=== Extracted text ===
I have a pal who cannot sleep, wasn’t a good sleeper even when she was a child. She is ancient now and it has only gotten worse, so she decided to try one of those weighted blankets.
You know the ones, kind of like a thunder shirt for dogs, but a blanket, which is heavy and is supposed to provide a nice hefty sense of safety to calm you and send you off to dreamland.
She says it works, sort of, but that some nights it is like sleeping in chain mail, and once she gets settled she can’t extricate herself from the bed until morning. I am not sure what happens in the morning that makes it easier, but this is what she says.
And I know it is the truth, because she sends us Snapchats in the middle of the night, all in the pitch black, just her groggy voice reporting she isn’t asleep, she can’t move, she might die in the night and she wishes us a fond farewell.
An hour later she sends another Snapchat, still nothing to see but a pitch-black screen, and her voice, sleepier now, letting us know she is has been napping and she thinks she likes her blanket after all, and she will talk to us in the morning.
I read them in a dutiful manner, usually around 4:00 a.m., when I awake against my will, no spring chicken myself. Her Snapchats tickle me but I think she is excessive.
=== Extracted information ===
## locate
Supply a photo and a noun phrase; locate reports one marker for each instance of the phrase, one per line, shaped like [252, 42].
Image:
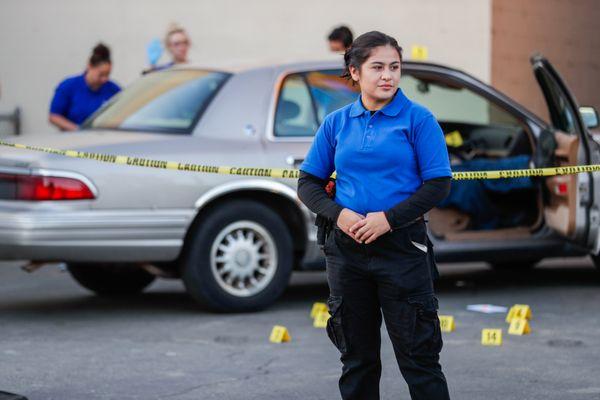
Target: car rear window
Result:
[164, 101]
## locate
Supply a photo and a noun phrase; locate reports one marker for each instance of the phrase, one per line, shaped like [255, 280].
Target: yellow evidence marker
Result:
[518, 311]
[454, 139]
[280, 334]
[321, 319]
[419, 52]
[318, 308]
[447, 323]
[491, 337]
[519, 326]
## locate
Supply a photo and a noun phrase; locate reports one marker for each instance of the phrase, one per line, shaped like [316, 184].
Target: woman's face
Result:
[98, 75]
[178, 46]
[379, 75]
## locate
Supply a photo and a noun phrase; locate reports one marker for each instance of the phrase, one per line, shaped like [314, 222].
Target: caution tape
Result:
[285, 172]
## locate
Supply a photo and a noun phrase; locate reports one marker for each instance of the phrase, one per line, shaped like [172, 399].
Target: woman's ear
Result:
[354, 73]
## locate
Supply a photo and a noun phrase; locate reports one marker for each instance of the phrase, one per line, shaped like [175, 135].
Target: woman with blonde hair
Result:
[177, 42]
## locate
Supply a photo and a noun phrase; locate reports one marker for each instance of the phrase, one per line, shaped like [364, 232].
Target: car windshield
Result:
[165, 101]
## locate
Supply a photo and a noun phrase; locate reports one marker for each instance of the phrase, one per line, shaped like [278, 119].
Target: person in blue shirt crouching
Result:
[392, 166]
[78, 97]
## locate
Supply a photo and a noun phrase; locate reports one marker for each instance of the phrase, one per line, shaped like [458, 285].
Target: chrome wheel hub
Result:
[243, 258]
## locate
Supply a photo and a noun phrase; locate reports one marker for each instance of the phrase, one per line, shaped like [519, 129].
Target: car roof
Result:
[301, 65]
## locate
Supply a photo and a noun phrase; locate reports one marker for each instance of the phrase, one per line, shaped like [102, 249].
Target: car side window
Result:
[451, 102]
[330, 92]
[295, 114]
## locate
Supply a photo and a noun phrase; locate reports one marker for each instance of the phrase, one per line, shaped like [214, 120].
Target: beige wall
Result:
[41, 42]
[565, 31]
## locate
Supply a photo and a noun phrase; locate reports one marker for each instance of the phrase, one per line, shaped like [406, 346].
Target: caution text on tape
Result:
[287, 173]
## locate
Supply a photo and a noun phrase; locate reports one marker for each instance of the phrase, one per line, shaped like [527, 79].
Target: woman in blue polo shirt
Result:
[78, 97]
[392, 166]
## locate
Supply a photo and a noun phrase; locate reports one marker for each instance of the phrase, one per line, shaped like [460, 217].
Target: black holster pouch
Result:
[324, 228]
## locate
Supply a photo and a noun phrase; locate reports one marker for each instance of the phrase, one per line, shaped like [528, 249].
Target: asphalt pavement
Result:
[57, 341]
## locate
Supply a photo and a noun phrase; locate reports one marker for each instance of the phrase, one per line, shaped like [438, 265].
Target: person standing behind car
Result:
[392, 166]
[340, 39]
[178, 44]
[78, 97]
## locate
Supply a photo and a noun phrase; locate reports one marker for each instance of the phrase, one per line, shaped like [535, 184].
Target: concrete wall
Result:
[565, 31]
[41, 42]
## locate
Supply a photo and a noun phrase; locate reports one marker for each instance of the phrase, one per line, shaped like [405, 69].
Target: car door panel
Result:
[570, 201]
[561, 208]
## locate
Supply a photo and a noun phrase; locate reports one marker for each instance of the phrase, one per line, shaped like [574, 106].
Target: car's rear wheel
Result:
[596, 260]
[238, 258]
[110, 278]
[518, 265]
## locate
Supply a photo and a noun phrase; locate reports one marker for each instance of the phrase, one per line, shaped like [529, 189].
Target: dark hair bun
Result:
[361, 49]
[100, 54]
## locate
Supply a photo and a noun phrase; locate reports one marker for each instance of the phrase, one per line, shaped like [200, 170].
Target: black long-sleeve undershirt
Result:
[311, 191]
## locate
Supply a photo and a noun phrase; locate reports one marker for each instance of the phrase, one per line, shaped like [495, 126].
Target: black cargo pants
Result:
[392, 275]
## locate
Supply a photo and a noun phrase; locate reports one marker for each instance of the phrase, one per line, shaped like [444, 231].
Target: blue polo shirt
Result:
[379, 159]
[74, 100]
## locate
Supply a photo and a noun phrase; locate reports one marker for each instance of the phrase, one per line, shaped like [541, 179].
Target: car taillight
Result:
[39, 188]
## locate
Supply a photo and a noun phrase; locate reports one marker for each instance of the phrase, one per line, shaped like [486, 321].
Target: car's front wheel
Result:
[238, 258]
[110, 278]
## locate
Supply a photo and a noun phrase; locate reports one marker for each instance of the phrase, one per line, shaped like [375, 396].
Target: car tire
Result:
[518, 265]
[238, 258]
[596, 260]
[110, 279]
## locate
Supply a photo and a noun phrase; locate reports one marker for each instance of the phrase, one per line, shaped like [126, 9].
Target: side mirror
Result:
[589, 116]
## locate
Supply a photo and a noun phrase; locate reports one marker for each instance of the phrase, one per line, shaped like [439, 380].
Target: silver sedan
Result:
[234, 240]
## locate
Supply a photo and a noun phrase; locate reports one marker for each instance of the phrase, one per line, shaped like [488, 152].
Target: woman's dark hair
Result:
[361, 49]
[341, 34]
[100, 55]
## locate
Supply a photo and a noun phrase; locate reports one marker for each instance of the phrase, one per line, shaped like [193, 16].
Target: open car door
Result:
[570, 208]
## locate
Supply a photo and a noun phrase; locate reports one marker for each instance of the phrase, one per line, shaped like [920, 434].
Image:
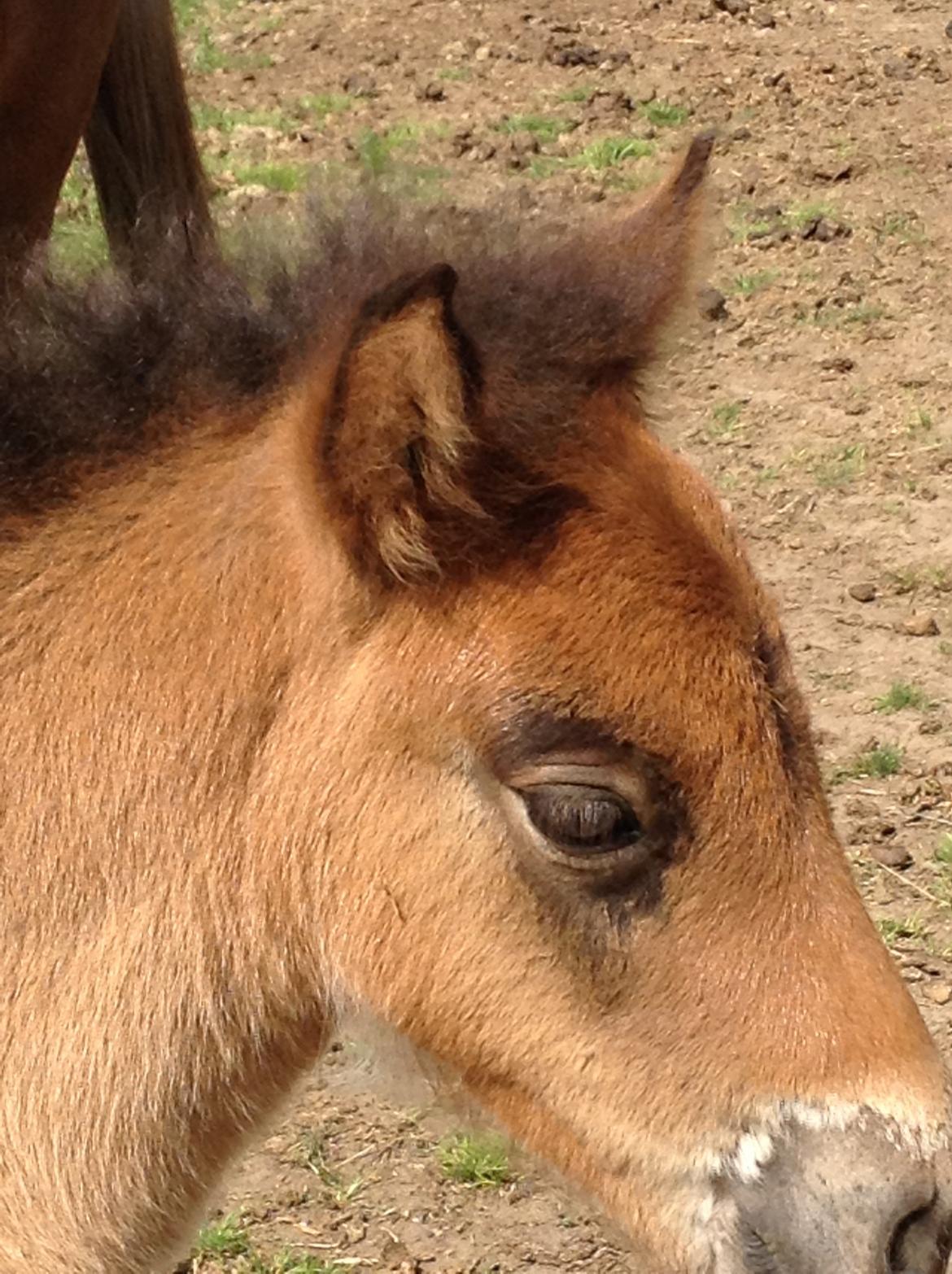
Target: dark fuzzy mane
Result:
[96, 373]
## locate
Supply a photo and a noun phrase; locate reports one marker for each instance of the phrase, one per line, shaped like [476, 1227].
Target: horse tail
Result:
[142, 150]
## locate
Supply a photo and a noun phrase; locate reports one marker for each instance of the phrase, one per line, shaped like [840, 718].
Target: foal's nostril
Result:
[919, 1242]
[843, 1202]
[904, 1237]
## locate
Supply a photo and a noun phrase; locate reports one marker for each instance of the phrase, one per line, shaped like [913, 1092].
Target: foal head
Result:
[580, 849]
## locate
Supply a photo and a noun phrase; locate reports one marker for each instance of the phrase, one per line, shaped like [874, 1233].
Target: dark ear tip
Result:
[436, 283]
[695, 166]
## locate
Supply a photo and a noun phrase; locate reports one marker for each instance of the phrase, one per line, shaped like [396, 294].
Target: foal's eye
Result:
[582, 819]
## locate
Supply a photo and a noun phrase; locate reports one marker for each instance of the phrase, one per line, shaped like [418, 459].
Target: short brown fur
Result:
[283, 650]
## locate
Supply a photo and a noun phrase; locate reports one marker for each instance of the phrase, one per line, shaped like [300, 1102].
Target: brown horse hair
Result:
[139, 141]
[94, 373]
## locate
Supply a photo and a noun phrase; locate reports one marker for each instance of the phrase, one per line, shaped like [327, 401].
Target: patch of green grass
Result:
[292, 1263]
[902, 227]
[745, 225]
[749, 285]
[843, 316]
[876, 763]
[922, 421]
[902, 695]
[580, 94]
[78, 247]
[546, 128]
[207, 115]
[474, 1161]
[801, 214]
[222, 1238]
[376, 150]
[319, 106]
[78, 240]
[285, 177]
[188, 13]
[902, 929]
[666, 115]
[609, 152]
[725, 418]
[840, 466]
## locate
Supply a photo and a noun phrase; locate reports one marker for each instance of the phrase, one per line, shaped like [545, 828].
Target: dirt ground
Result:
[814, 398]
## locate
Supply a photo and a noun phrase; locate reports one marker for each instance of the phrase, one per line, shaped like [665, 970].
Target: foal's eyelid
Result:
[614, 780]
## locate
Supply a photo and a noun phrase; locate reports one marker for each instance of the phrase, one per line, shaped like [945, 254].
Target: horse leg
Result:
[51, 58]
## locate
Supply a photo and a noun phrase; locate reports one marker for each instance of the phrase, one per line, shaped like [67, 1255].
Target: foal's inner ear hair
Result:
[396, 436]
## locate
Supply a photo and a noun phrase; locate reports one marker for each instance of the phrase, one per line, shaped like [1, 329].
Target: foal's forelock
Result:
[426, 678]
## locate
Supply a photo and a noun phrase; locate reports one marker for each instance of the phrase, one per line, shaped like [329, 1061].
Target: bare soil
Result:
[817, 404]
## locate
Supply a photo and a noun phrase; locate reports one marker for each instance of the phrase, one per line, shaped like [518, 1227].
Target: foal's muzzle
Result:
[844, 1203]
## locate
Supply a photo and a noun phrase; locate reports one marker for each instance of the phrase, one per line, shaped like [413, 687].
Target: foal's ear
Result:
[663, 238]
[396, 434]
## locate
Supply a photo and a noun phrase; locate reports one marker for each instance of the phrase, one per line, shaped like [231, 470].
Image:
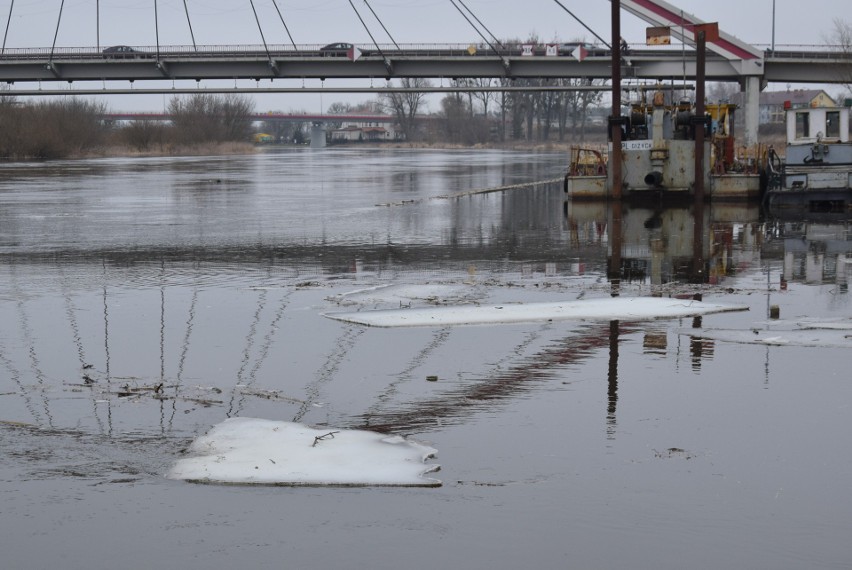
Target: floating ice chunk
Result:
[612, 308]
[265, 452]
[405, 294]
[827, 338]
[839, 325]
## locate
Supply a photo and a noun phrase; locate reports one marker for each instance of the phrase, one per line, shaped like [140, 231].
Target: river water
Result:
[143, 301]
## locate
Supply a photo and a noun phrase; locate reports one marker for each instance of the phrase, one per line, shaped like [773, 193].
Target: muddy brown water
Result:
[144, 300]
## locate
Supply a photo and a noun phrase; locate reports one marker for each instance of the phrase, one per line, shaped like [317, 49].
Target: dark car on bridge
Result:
[121, 52]
[339, 49]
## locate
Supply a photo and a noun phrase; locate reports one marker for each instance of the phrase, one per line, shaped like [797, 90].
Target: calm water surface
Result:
[143, 301]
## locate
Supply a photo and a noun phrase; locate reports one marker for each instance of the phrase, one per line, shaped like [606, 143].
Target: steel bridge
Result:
[173, 63]
[507, 67]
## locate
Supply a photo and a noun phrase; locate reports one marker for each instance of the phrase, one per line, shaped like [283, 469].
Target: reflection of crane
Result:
[505, 383]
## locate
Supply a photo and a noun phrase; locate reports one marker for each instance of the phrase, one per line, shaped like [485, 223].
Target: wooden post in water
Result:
[698, 120]
[615, 123]
[615, 119]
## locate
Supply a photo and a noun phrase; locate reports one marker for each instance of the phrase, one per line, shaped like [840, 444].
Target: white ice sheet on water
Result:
[610, 308]
[393, 294]
[265, 452]
[828, 338]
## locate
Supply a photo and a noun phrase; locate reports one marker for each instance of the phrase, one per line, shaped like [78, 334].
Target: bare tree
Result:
[841, 38]
[404, 105]
[204, 117]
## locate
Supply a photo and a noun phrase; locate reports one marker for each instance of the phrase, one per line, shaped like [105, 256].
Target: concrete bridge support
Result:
[318, 135]
[751, 88]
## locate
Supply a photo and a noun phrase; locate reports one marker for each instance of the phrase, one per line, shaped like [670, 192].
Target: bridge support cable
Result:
[189, 23]
[157, 30]
[376, 16]
[8, 21]
[369, 33]
[286, 29]
[50, 64]
[600, 39]
[484, 39]
[478, 21]
[272, 65]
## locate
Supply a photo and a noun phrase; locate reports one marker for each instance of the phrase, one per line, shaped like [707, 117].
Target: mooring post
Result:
[699, 121]
[615, 122]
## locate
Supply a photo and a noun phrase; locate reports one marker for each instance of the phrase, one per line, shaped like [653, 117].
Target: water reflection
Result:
[197, 294]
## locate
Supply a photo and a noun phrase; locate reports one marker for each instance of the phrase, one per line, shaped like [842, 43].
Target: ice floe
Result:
[393, 294]
[266, 452]
[827, 337]
[610, 308]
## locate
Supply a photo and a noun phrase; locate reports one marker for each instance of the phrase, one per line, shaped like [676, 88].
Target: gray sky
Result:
[317, 22]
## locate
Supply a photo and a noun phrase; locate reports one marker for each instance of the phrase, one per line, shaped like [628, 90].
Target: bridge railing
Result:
[284, 51]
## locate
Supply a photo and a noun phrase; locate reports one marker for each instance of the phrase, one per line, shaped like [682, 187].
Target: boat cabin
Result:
[817, 124]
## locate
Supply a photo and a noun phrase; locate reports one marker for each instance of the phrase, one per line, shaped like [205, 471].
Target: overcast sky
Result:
[318, 22]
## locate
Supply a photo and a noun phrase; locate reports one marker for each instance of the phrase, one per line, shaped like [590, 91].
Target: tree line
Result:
[74, 127]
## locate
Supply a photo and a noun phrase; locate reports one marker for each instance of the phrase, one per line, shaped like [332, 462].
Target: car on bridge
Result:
[340, 49]
[121, 52]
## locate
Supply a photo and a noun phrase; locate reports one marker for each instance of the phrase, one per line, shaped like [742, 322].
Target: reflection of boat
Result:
[815, 174]
[660, 245]
[658, 156]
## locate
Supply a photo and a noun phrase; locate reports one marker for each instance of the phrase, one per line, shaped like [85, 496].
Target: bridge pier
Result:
[317, 135]
[751, 97]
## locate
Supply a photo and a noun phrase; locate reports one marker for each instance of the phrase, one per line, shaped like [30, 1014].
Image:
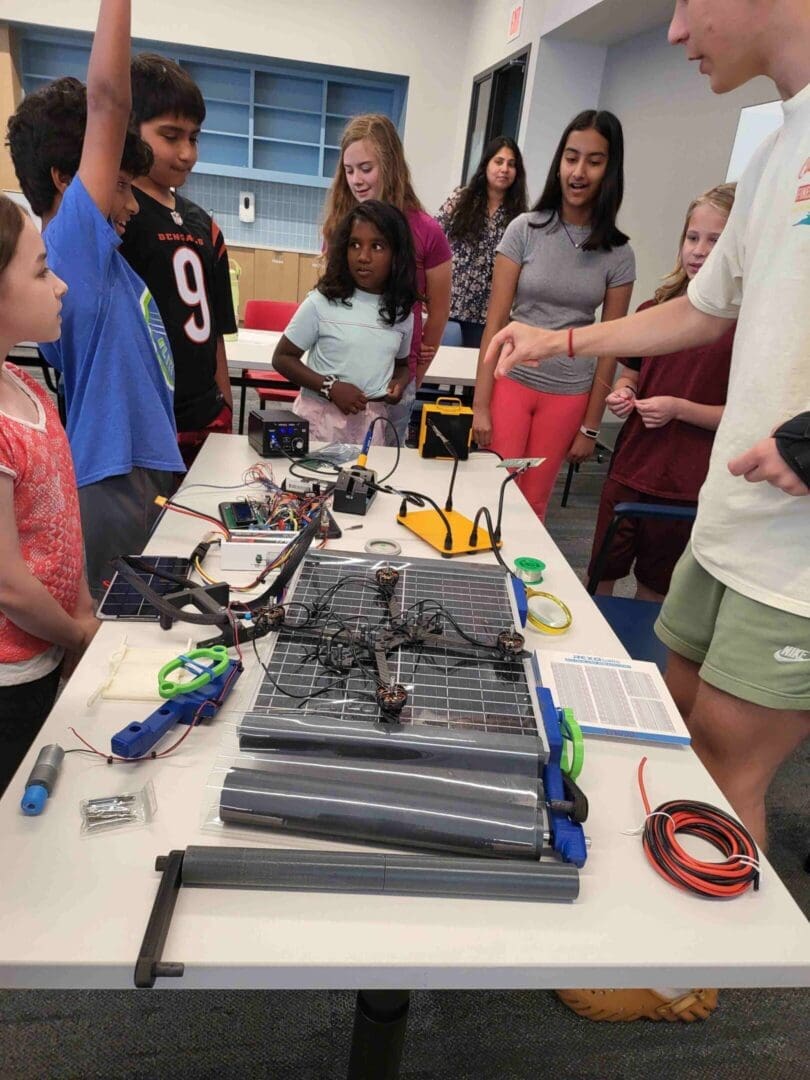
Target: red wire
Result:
[151, 755]
[202, 517]
[724, 879]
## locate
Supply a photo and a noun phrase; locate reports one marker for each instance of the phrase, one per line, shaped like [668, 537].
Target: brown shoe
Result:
[639, 1004]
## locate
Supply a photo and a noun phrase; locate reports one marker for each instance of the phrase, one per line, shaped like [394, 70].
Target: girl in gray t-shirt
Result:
[555, 266]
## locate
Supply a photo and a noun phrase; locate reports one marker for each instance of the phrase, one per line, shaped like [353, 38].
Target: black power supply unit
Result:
[278, 432]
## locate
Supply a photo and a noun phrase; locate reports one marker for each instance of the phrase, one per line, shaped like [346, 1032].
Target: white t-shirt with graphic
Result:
[752, 537]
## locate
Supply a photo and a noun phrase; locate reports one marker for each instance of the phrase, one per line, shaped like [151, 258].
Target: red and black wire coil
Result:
[715, 879]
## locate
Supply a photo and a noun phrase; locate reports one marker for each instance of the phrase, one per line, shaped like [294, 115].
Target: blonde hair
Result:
[395, 187]
[723, 199]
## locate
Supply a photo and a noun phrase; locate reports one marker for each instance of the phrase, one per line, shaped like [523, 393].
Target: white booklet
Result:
[622, 698]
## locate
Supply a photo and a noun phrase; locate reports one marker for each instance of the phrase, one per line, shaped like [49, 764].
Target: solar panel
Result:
[446, 686]
[122, 602]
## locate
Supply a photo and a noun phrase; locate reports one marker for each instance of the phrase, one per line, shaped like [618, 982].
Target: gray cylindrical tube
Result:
[46, 767]
[421, 744]
[255, 868]
[360, 872]
[422, 812]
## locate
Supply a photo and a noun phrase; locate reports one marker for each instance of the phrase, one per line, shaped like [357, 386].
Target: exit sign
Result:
[515, 17]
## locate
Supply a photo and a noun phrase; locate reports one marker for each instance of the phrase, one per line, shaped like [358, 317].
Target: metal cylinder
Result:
[416, 744]
[46, 767]
[368, 872]
[470, 813]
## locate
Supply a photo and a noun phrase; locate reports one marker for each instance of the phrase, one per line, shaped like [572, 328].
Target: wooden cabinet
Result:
[275, 275]
[245, 257]
[309, 271]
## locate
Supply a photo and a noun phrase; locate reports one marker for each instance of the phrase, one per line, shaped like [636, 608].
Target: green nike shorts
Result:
[747, 649]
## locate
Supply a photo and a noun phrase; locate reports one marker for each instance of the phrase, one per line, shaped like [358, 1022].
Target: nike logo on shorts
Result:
[792, 655]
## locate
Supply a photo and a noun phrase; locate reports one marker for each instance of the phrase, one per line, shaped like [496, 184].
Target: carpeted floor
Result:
[755, 1035]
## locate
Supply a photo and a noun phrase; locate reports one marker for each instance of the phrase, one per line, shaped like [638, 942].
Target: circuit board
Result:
[122, 602]
[262, 516]
[455, 677]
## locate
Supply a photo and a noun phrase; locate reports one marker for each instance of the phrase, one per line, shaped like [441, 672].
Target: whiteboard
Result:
[755, 124]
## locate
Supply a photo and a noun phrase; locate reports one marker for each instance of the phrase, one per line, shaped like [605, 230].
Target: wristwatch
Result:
[325, 388]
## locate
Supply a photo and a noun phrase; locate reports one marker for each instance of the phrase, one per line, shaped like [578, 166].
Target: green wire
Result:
[572, 734]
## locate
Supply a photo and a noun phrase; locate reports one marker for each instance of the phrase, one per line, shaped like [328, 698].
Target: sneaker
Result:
[639, 1004]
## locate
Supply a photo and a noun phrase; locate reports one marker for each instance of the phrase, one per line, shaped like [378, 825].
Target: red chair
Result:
[267, 315]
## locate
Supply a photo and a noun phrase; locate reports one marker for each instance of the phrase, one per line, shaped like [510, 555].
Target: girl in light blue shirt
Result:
[356, 325]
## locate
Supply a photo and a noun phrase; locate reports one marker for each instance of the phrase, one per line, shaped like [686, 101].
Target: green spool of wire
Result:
[529, 570]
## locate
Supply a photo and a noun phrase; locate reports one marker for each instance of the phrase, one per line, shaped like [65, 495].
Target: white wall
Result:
[567, 80]
[563, 77]
[422, 39]
[677, 137]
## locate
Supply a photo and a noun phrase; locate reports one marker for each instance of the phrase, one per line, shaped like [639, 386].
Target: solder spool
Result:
[529, 570]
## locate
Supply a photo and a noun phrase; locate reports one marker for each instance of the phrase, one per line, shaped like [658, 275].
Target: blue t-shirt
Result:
[113, 352]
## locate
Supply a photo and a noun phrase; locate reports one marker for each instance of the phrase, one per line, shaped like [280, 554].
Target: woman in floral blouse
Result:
[474, 218]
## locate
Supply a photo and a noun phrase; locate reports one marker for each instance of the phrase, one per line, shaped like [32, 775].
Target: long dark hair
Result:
[400, 295]
[604, 232]
[470, 212]
[12, 220]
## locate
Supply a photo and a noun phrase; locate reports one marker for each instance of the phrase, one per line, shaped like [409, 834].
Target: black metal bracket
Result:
[149, 966]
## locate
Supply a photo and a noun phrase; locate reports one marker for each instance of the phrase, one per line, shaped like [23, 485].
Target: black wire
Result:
[281, 689]
[385, 419]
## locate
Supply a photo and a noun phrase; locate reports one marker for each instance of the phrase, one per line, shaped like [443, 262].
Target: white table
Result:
[73, 910]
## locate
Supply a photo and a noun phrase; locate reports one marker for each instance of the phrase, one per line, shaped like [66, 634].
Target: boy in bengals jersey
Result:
[179, 252]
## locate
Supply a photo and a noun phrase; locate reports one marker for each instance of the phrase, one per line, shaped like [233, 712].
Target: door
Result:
[495, 108]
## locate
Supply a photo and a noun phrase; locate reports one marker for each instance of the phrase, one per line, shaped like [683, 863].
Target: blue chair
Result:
[631, 620]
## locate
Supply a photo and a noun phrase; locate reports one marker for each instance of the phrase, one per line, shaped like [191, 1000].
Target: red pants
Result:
[529, 423]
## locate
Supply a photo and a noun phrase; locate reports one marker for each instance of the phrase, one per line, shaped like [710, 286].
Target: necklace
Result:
[568, 234]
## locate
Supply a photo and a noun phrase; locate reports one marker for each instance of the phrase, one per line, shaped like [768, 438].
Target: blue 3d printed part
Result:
[138, 739]
[568, 836]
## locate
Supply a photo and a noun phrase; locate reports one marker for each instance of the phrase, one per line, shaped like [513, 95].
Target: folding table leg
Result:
===
Decide whether each of the following statements agrees with the passage about the weighted blanket, answering yes or no and quoting the deciding words of the passage: (a) The friend has slept poorly since childhood. (b) The friend's Snapchats show her lying under the blanket. (c) The narrator usually reads the Snapchats around 4:00 a.m.

Response for this exercise:
(a) Yes: "wasn’t a good sleeper even when she was a child"
(b) No: "still nothing to see but a pitch-black screen"
(c) Yes: "usually around 4:00 a.m."